WORK TO DO: Starting with the line that contains "The answer SHOULD provide one point per instance of the red" and going on through the end of the records, write out every line again, requests included, and shift each point coordinate in the answers up by 38. Leave the numbers in the requests and their format samples as they are, and give only these lines.
--- START PROVIDED DATA ---
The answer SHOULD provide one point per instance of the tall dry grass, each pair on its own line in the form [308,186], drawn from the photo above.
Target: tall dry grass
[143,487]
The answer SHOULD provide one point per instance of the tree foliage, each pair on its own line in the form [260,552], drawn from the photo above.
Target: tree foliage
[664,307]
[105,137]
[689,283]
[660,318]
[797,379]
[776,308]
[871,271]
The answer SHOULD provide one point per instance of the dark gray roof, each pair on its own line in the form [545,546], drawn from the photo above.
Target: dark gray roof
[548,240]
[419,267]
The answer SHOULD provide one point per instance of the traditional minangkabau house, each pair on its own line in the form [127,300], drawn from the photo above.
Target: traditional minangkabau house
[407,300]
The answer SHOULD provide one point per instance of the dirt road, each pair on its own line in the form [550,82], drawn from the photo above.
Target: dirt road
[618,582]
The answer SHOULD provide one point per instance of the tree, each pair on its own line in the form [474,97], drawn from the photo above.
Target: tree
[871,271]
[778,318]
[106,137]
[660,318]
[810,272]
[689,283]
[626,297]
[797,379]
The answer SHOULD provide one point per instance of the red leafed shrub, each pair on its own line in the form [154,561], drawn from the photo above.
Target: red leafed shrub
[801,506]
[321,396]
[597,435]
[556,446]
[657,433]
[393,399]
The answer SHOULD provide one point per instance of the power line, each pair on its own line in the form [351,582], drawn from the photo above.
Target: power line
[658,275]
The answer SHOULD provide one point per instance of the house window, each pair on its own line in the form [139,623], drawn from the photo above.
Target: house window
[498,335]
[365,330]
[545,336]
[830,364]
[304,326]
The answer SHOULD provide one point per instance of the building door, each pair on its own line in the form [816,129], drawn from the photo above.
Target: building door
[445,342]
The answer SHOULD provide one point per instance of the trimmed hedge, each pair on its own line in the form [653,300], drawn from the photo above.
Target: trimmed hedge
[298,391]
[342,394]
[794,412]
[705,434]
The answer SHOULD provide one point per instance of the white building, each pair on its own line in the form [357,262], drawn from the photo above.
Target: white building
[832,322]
--- END PROVIDED DATA ---
EXERCISE SOLUTION:
The answer SHOULD provide one point per instance of the red leafed shrub, each pair on its own line in the form [154,561], drawn from the photo above.
Target: red leafed shrub
[839,544]
[359,434]
[635,473]
[594,484]
[695,471]
[431,437]
The answer SHOULD provide one point per instance of the power line, each pair on its own line in the form [351,582], drawn from the photo above.
Target: power line
[696,313]
The answer SHOULD provide one point per instance of the house window, each pair on its own line in the form [139,623], drawn from the photo above.
Target: house window
[536,373]
[403,368]
[583,374]
[868,402]
[342,364]
The answer SHOULD provide one point per instance of the building door, each pair on its own line in the form [816,129], drawn from the photo above.
Target: building door
[483,380]
The answer SHOULD provide one point per instance of the trimmed hedge, each pair on its own line in the form [653,300], drawn from the photo above.
Target: trimmed hedge
[336,429]
[380,432]
[832,450]
[743,472]
The answer SHOULD provide one point per instance of the white building, each pair on its own line in the form [357,262], drawn from the photo above.
Target: white building
[870,360]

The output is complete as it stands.